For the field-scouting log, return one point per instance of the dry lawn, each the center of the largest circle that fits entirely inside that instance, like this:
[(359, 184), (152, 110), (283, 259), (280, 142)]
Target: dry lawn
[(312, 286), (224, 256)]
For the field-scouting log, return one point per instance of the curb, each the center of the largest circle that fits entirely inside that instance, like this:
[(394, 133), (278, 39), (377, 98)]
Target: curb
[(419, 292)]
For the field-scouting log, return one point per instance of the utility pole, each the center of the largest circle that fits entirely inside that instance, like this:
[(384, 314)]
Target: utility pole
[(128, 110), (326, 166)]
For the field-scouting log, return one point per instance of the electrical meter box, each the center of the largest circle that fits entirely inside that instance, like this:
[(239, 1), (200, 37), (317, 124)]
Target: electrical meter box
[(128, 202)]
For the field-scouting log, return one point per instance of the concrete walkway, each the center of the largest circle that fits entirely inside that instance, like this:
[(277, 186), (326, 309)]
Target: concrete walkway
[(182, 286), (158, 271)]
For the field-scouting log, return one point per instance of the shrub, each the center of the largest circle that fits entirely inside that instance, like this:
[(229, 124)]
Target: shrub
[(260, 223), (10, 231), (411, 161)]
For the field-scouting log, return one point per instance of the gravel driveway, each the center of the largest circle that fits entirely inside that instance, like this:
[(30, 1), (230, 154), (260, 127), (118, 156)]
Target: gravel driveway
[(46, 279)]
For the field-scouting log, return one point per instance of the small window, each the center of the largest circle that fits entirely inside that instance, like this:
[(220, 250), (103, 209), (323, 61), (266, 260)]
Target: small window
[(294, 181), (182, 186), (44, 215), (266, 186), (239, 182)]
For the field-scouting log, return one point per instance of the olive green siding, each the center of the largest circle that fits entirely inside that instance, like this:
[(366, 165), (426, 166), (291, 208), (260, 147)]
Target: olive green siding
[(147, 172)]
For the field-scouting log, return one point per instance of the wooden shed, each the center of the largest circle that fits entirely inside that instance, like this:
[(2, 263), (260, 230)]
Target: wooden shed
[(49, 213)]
=-=-=
• **Short task**
Please edit the listing above so that every "field-scouting log" becomes "site inspection report", with everything else left unchanged.

• **Final result**
For the site inspection report, return one point per instance of the dry lawn, each the center of the largest circle that fits entirely inside that instance, like this:
[(359, 184), (152, 110), (283, 259), (280, 142)]
Target: dry lawn
[(312, 286), (224, 256)]
For the site inspection report, return one point per instance of the curb, each the center of the largest circle that fits entirely inside that instance, like this:
[(394, 133), (278, 39), (377, 98)]
Target: curb
[(419, 292)]
For the site inspection report, return one point per instance of the utility pole, each the center of the largest circle that fits entirely inside that instance, like this:
[(384, 314)]
Target: utility pole
[(128, 110), (326, 166)]
For the site inspection report, return one point per instance of the electrical meter box, each the center of the largest circle that fits entirely inside that instance, like this:
[(239, 1), (200, 37), (317, 124)]
Target: electrical meter box
[(128, 202)]
For the site inspection report, return one point per instance of the concrete walkway, each the center of the largest circle that fits entirely inside that instance, like this:
[(277, 186), (326, 309)]
Target: concrete walkway
[(182, 286), (158, 271)]
For the site inspection report, return one point per instance of the shrub, each the center of the largest circle that fits entirely inside that instance, like this:
[(229, 124)]
Target: shrub
[(260, 223), (10, 231), (411, 161)]
For the site inspection report, return one point per instance of the gravel driveway, each the center of the largest circle that fits entirely inside that instance, like this:
[(30, 1), (230, 154), (260, 127), (118, 156)]
Target: gravel driveway
[(46, 279)]
For the site inspection report, return one point per instance of the small window, each the center of the largest circle that fits entirely inside that instance, like this:
[(220, 250), (103, 209), (323, 61), (266, 260)]
Target: small window
[(294, 181), (182, 186), (44, 215), (266, 186), (239, 182)]
For the site inspection report, return one point per instance of the olive green siding, each the center of the largest circle that fits entirely inside that instance, like this:
[(366, 165), (426, 166), (291, 208), (260, 147)]
Target: olive green siding
[(147, 172)]
For the site inspection report, return one point per instance of the wooden shed, each the center of the largest circle that fits entirely inside that instance, like this:
[(2, 263), (260, 230)]
Target: wooden shed
[(49, 213)]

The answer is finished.